*Task goal*: Rewrite all of the records below, replacing "stone carving detail" with "carved stone ornament" and keeping everything else the same. Leave the pictures out of your version.

▶

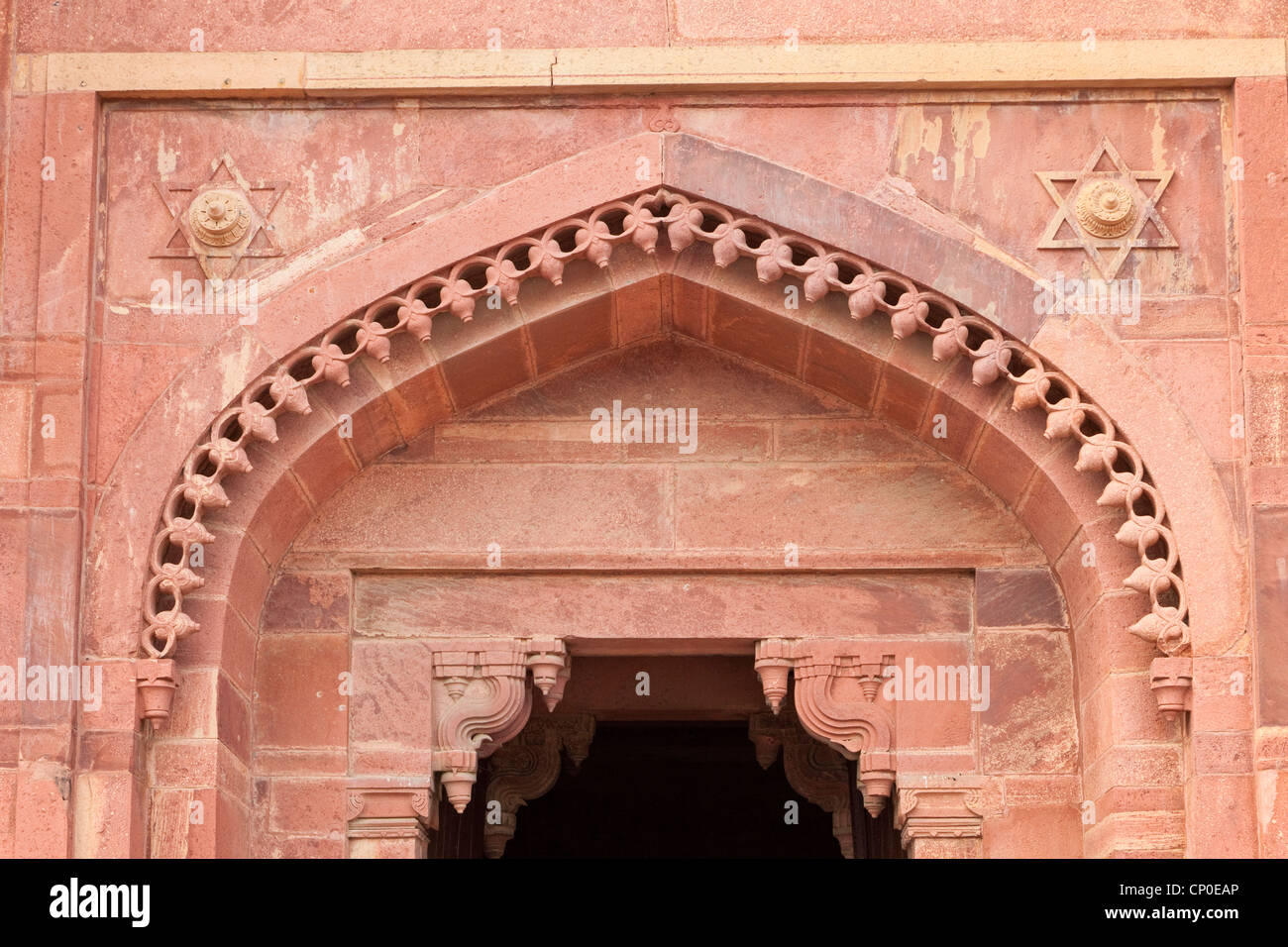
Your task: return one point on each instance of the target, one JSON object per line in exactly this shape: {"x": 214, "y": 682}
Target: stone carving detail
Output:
{"x": 481, "y": 698}
{"x": 940, "y": 806}
{"x": 220, "y": 221}
{"x": 687, "y": 222}
{"x": 1106, "y": 210}
{"x": 1171, "y": 680}
{"x": 219, "y": 217}
{"x": 527, "y": 768}
{"x": 835, "y": 696}
{"x": 389, "y": 817}
{"x": 816, "y": 772}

◀

*Expected answer*:
Your task: return one point on each instance of the target, one JSON object per line in exactly this shape: {"x": 214, "y": 682}
Target: carved stone ornament
Output:
{"x": 481, "y": 698}
{"x": 940, "y": 806}
{"x": 220, "y": 221}
{"x": 687, "y": 222}
{"x": 1106, "y": 210}
{"x": 1171, "y": 680}
{"x": 219, "y": 217}
{"x": 527, "y": 768}
{"x": 835, "y": 696}
{"x": 389, "y": 817}
{"x": 816, "y": 772}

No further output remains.